> [EXERCISE BRIEF] The expected output is the complete listing, unchanged.

> [DATA FOR ANALYSIS]
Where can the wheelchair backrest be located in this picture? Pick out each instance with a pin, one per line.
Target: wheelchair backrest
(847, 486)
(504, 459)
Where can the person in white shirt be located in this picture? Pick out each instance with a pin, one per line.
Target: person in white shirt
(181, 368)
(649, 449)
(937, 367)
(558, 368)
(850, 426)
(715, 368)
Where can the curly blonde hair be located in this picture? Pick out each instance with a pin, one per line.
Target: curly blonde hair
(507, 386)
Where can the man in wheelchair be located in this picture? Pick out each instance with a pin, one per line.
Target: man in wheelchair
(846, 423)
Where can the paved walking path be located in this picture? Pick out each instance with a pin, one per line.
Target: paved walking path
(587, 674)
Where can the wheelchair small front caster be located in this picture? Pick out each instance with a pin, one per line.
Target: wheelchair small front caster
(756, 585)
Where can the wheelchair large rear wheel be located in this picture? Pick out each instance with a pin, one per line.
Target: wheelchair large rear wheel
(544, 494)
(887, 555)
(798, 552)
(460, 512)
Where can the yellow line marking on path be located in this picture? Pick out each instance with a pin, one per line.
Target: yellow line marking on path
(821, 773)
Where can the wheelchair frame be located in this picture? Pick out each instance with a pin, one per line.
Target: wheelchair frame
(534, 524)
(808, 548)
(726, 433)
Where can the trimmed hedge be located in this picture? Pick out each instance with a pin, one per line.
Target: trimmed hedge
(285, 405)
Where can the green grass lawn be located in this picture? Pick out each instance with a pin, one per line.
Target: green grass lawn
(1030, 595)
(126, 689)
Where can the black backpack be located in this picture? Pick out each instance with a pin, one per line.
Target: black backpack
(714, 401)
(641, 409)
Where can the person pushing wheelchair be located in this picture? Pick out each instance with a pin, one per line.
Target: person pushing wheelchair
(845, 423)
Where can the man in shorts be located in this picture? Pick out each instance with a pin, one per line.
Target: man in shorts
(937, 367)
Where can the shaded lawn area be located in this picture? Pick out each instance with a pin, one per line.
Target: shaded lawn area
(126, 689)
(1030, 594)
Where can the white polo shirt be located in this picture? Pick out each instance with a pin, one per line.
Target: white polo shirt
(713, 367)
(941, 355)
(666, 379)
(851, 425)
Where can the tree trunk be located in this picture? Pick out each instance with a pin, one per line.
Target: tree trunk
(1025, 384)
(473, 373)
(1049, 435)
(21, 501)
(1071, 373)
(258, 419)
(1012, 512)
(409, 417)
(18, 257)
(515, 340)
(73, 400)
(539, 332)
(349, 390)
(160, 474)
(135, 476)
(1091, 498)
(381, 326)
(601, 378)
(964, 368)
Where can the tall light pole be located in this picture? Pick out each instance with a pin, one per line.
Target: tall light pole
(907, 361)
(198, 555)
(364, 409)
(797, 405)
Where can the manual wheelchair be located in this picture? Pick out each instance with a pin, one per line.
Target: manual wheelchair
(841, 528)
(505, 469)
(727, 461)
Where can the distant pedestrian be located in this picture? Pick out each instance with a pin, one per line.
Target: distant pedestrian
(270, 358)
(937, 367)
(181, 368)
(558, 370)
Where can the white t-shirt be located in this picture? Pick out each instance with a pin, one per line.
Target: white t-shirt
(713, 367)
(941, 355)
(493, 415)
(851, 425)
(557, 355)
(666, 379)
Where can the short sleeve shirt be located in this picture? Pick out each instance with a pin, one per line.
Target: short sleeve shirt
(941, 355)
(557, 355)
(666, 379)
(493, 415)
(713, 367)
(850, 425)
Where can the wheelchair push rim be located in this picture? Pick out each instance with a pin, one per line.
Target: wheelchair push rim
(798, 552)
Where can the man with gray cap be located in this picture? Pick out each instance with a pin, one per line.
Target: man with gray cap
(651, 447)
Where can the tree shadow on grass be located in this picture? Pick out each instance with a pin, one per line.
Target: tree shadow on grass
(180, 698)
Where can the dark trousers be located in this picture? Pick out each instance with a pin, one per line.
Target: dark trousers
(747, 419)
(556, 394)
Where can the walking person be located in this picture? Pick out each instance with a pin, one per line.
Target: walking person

> [RESULT OF THIS TASK]
Where can the wheelchair backrest be located in this picture? Pick out each instance with a pin, one per line.
Target: wheelchair backrest
(847, 486)
(504, 459)
Where can the person in white shirt be located in this picture? Pick out each instance with a pin, one per line.
Target: person in white shirt
(181, 368)
(649, 449)
(937, 367)
(558, 368)
(850, 426)
(715, 368)
Where can the curly blonde hair be located in this picture? Pick out each instance with a pin, one per line.
Target: curly blonde hair
(507, 386)
Where can the man in wheelchair be located in this picture? Pick out each instance with a pin, one per line.
Target: man in wheelchair
(846, 423)
Where can the paved walking path be located in this picture? Pick out each instance with a pin, one per line.
Target: paved walking path
(587, 674)
Where can the wheelchair small front caster be located in this picture? Pick out each instance with a pin, one per line.
Target: wheelchair small front caster
(756, 585)
Where can the wheelchair large rear wheel be located in this picture? Pick out each instance with a pin, one per line.
Target: wheelchair large rear wheel
(544, 494)
(887, 555)
(798, 552)
(460, 512)
Where can the yellow line marking on path be located in this picture? Pick out each instance with a pin, one per line.
Target: yellow line marking on path
(821, 773)
Where can the wheelchair frame be located in this picture? Pick out each instance with a pin, one per line.
Target: wheelchair frame
(534, 524)
(808, 548)
(726, 433)
Where can the trimmed hedge be located in this picture? Pick out each instance with a pin, one per line.
Target: trimmed hedge
(285, 405)
Where can the green grass lawn be located in this picture? Pick out each instance with a pin, one per line.
Target: green grass lawn
(1030, 595)
(126, 689)
Where can the black backpack be located in this picture? Pick out each instance with a pin, one per line.
Target: black backpack
(714, 401)
(641, 409)
Where can the person pushing wheelchair be located in this picture? Pick out each instance with a pin, one per line.
Target: person pushing wheelchair
(845, 423)
Where can the man in shorts be located in this picture? Pick out each instance with a pin, one per line.
Target: man in shorts
(937, 367)
Where can the shaded lawn area be located in this picture? Pick out each instance with a pin, one per line.
Target: shaded lawn area
(126, 689)
(1030, 594)
Where can the white polo shirt be located in this picture? Pick out each instance with a pin, one per line.
Target: white polo shirt
(713, 367)
(941, 355)
(666, 379)
(851, 425)
Where can the tree trunk be located in this picture? Pick out each instance with a pin, one per line.
Target: tree trunk
(1025, 384)
(473, 373)
(1049, 435)
(21, 501)
(1071, 373)
(258, 419)
(1012, 512)
(409, 417)
(18, 257)
(515, 340)
(73, 400)
(539, 332)
(349, 390)
(160, 474)
(135, 476)
(1091, 498)
(381, 326)
(601, 378)
(964, 368)
Where can the tall light pole be located in this picture? Pick out each instance with a pin, one per line.
Target: tall light pole
(907, 361)
(198, 555)
(364, 409)
(797, 405)
Where can the manual wheelchair be located in this picture? Pick out each instance with a pin, one per line.
Target: manual wheelchair
(841, 528)
(505, 469)
(727, 461)
Where can the distant pedestrian be located in this picture? Pick out each instance with a pin, one per line.
Target: distant pedestrian
(270, 358)
(937, 367)
(181, 368)
(558, 370)
Where can the white t-shirt be located in this picture? Pick out each instance with a pin, one per line.
Target: white t-shirt
(713, 367)
(941, 355)
(493, 415)
(851, 425)
(557, 355)
(666, 379)
Where can the short sleeve shirt be located in this picture? Pick out each instance with a pin, one per line.
Target: short sleeve shirt
(941, 355)
(557, 355)
(666, 379)
(493, 415)
(713, 367)
(850, 425)
Where can the wheelchair push rim be located in this picture? Pick out each instance with a pin, one per line.
Target: wheelchair push rim
(798, 552)
Where can the man with gray cap be located in this picture? Pick out each instance with a pin, one per line.
Target: man with gray cap
(651, 447)
Where can the tree shadow on grass be located in this picture? Pick out each instance with a pin, one per line.
Target: tree shadow on grass
(180, 698)
Where can the dark trousers be located in this picture? Pick out each instance with a pin, one per line.
Target: dark trousers
(747, 419)
(556, 394)
Where can the walking person be located in this picture? Pick out each instance with a pin, one per line.
Target: walking person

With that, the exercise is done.